* _Extracted entries_:
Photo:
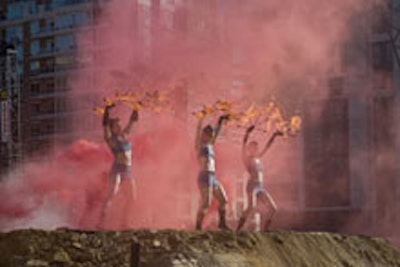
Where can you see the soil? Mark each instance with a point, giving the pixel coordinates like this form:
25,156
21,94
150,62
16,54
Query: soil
167,248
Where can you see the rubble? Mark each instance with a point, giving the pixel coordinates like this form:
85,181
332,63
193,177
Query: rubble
171,248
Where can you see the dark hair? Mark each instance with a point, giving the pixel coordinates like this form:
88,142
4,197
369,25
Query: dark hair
253,143
208,129
113,121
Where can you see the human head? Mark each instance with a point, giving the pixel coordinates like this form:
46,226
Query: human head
208,133
252,148
115,126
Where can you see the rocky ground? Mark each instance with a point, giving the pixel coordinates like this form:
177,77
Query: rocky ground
165,248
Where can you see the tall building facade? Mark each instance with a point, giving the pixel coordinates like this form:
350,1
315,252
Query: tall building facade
43,33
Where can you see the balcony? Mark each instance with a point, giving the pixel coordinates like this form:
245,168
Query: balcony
53,52
51,31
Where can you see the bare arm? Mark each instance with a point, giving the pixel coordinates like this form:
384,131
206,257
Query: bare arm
270,141
106,124
133,118
198,134
219,126
245,138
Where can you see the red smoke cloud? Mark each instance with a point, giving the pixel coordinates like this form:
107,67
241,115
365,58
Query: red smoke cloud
280,48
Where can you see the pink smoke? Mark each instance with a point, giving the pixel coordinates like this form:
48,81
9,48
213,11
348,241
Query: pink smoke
276,48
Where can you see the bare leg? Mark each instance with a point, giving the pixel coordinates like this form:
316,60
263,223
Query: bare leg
220,195
205,201
246,212
269,201
113,187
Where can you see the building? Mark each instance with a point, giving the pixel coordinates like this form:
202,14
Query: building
10,101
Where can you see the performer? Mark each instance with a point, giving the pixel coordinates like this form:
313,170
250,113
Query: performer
120,146
255,189
207,181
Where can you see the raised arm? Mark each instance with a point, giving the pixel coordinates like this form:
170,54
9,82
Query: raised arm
133,118
106,123
219,126
245,138
270,141
198,134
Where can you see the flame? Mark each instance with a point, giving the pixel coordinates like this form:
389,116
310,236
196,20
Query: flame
153,101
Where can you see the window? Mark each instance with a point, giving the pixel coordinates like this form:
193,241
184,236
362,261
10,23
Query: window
14,35
64,21
35,88
34,48
48,45
382,56
326,154
34,27
64,42
34,66
81,18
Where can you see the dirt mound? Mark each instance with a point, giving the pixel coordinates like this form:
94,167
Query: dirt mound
167,248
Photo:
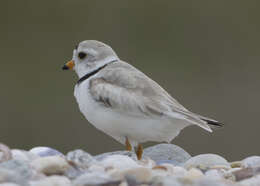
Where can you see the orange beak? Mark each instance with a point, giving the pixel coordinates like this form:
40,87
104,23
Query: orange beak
69,65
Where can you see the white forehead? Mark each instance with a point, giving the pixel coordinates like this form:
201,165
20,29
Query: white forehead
92,46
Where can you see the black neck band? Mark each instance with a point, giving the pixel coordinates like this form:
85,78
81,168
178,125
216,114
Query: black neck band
92,73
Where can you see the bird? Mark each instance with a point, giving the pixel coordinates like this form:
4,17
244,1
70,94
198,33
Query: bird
123,102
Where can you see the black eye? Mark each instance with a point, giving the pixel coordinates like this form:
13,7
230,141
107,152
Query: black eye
82,55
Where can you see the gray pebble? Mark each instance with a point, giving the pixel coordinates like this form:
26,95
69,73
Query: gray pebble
45,151
206,181
5,153
162,152
206,161
94,178
9,184
23,155
52,181
166,181
125,153
50,165
254,181
21,168
80,159
252,161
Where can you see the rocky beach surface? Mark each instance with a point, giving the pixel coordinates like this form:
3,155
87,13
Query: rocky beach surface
162,165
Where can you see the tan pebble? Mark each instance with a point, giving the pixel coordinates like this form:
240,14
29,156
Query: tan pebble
236,164
179,171
123,184
160,167
147,162
220,167
52,181
194,173
50,165
96,168
5,153
139,174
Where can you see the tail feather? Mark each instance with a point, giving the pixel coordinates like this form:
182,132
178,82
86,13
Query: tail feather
213,122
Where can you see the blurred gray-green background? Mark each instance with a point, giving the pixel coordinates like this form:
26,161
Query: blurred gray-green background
204,53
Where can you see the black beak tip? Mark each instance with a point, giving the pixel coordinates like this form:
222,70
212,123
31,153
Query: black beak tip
65,67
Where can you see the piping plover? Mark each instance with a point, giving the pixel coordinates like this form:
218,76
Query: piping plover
123,102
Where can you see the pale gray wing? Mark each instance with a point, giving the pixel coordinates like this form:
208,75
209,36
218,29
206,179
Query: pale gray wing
122,87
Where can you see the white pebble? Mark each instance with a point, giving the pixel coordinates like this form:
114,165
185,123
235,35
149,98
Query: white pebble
119,162
50,165
52,181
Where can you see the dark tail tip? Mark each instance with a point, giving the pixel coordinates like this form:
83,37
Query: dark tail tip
214,123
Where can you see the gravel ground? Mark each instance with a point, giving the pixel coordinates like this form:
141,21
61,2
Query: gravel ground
162,165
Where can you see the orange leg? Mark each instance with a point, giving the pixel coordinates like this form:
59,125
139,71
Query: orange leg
128,144
139,151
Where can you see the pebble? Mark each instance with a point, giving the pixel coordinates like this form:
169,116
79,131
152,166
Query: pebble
23,155
21,169
124,153
52,181
140,174
94,178
162,152
254,181
214,174
162,165
252,161
11,176
80,159
5,153
207,161
45,151
8,184
119,162
50,165
194,173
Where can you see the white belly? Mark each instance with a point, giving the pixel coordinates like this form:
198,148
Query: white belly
119,125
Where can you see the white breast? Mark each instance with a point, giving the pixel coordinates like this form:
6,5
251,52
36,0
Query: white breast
119,125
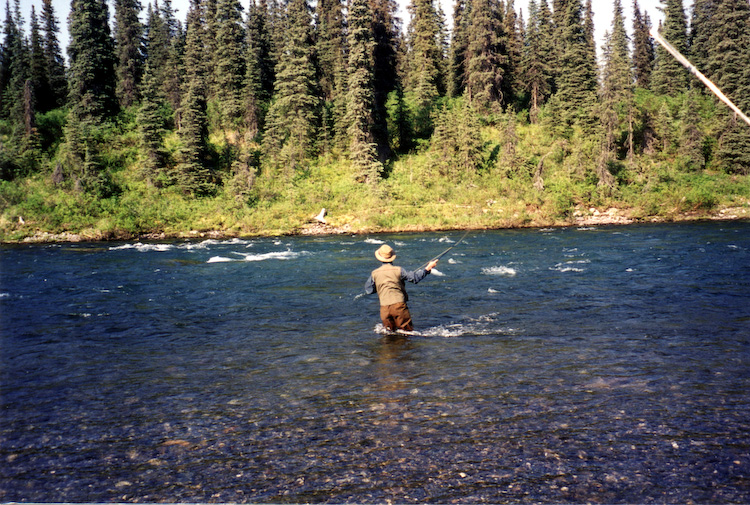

* _What to work on_:
Output the entries above exactly, without their pictures.

* _Written response_:
Photo:
Where can you see the soil? Mark each instance with a point, giving the pixel coordinates like this form:
25,156
21,94
150,62
16,54
Query: soil
167,248
Where can you see the rubble? Mark each instance with a point, giving the pixel coordinates like this form:
85,181
332,63
193,177
Query: rubble
171,248
Where can you see the dark hair? Mark each instance with a point, giving the pixel coordinates like this form:
88,142
4,197
369,25
Query: dark hair
253,143
208,129
113,121
Where can you see the human head? Mark each instance with a point, giving the pixel coordinates like this form:
46,226
Query: human head
208,133
252,148
115,126
Where can you see the rocky ground? Mark each instance with a point, giving the pixel coordinates like this form:
177,77
Query: rocky ground
165,248
Where can you see the tall building facade? Mark each instance with a point, giving the pixel coordinates like this form:
350,1
315,252
Query: tall building facade
43,33
Where can you see the balcony? Mark each instance with a point, giving the pixel coordinates like this form:
245,168
Query: balcony
53,52
51,31
Where can you see the bare arm? Mark each instance with a point, giving the pixel coordinates like this form:
384,131
206,257
Query: bare arm
270,141
106,124
133,118
198,134
219,126
245,138
Where can you see the red smoke cloud? Mark each instance with a point, giving the pixel coordinates like this form:
107,67
241,115
365,58
Query: red smoke cloud
280,48
Where can you see the pink smoke? Mark each instance with a point, giving the pixel coordinates like this form:
48,81
9,48
213,11
348,241
Query: pink smoke
276,48
Where can you see the bare leg? Mark each instance with a point, giving the pixel coordinates like this form:
316,60
263,223
Query: bare leg
220,195
205,201
246,212
269,201
113,187
Where can you see the building? Mark each instance with a point, giving the pixel coordinates like this form:
202,14
Query: building
10,101
Where can you see the performer? Mark each instance with a point, giving the pixel coordinates like this form:
313,170
250,113
Query: performer
120,146
255,189
207,181
Where can you see the raised arm? Mark each instance with a point, giving the pixel coordinates like this form:
170,54
9,82
Query: raised arm
133,118
106,123
219,126
245,138
270,141
198,134
Where can you see the flame? Mark each instance with a point, giving the pixel coordinates like this form:
389,116
310,236
196,20
Query: flame
153,101
Where can you see the window? Mark each instance with a point, giving the pixel coordinates like this form:
193,241
184,236
362,261
10,23
Query: window
14,35
64,21
35,88
34,48
48,45
382,56
326,154
34,27
64,42
34,66
81,18
Where can you see the dirt mound? Mark each instance with a point, giving the pixel coordinates like this form:
94,167
Query: dirt mound
167,248
Photo:
Where can you see the orange beak? Mark each instance with a point, giving the pixel coordinates like this form:
40,87
104,23
Query: orange beak
69,65
Where can you see the white forehead? Mark each instance with a point, giving the pixel coordinates like this form:
201,165
20,29
Query: white forehead
92,46
Where can you see the black neck band? Mark each instance with a point, giving the pixel coordinates like this form:
85,78
81,168
178,125
216,114
Query: black neck band
92,73
Where can you see the bird? Mark each instance with a point, giving the pixel coordinates like this form:
4,17
244,1
70,94
198,33
Query: bird
123,102
Where can you see the black eye? Mark each instance with a point, giving the pixel coordinates like this form:
13,7
230,141
107,152
Query: black eye
82,55
Where can you see the gray pebble? Mark each instance with a point, giving the pixel coordinates like this form:
26,95
69,73
Query: gray pebble
45,151
206,181
5,153
162,152
206,161
94,178
9,184
23,155
52,181
166,181
125,153
50,165
254,181
21,168
80,159
252,161
Where can you see the rocky beach surface? Mark each instance with a point, giving the pixel coordinates like this form:
3,155
87,13
Query: rocky beach surface
162,165
Where can you see the tan pebble? Mark each instance with a point, giving the pixel coordinates like this form:
240,14
29,156
Query: tan pebble
236,164
179,171
123,184
160,167
147,162
220,167
52,181
194,173
50,165
96,168
5,153
139,174
Where can you see the tail feather? Mark each instance with a point, giving the pixel coordinates like this form:
182,132
178,82
86,13
Query: tail feather
213,122
Where can you see the blurred gray-green background? Mark each instance with a point, giving the pixel coordinates like this form:
26,161
Query: blurred gray-green background
204,53
Where can you see the black beak tip? Mark each instance with a point, giving the pixel coordinates like this form:
222,70
212,123
31,153
Query: black beak tip
65,67
Where can you see the piping plover? Mark each instance with a point, giving the pixel coordinates like this form:
218,76
Query: piping plover
123,102
Where can you see the pale gray wing? Mark each instance with a point, giving the pixel coordinates like this form:
208,75
209,36
218,29
206,179
Query: pale gray wing
122,87
Where can you see the white pebble? Mark each instance with a point, giving the pixel coordinates like this form:
114,165
185,123
235,35
149,98
Query: white pebble
119,162
50,165
52,181
Where can you see the dark tail tip? Mark each instance with a point, giving the pixel coordinates like this form:
83,37
Query: dark tail tip
214,123
Where can you see the gravel ground? Mark each instance with a point, giving the pixel coordinates like this form:
141,21
61,2
Query: gravel ground
162,165
Where can you see the orange leg? Mark each instance with a point, giving the pixel coordinates like this form:
59,125
139,71
Query: orange leg
128,144
139,151
Where can you see the pebble? Mark each instance with a point, giving the pixel coordinates like this form:
169,116
79,131
152,166
Query: pebble
23,155
21,169
124,153
52,181
140,174
94,178
162,152
254,181
214,174
162,165
252,161
11,176
80,159
5,153
207,161
45,151
8,184
119,162
50,165
194,173
Where can you see the white belly? Mark each instance with a point, giving the pixel coordinates like this form:
198,148
Query: white belly
119,125
Where can you see the white breast? Mark each instance with a point, giving the pixel coordinates like this form:
6,5
251,52
36,0
Query: white breast
119,125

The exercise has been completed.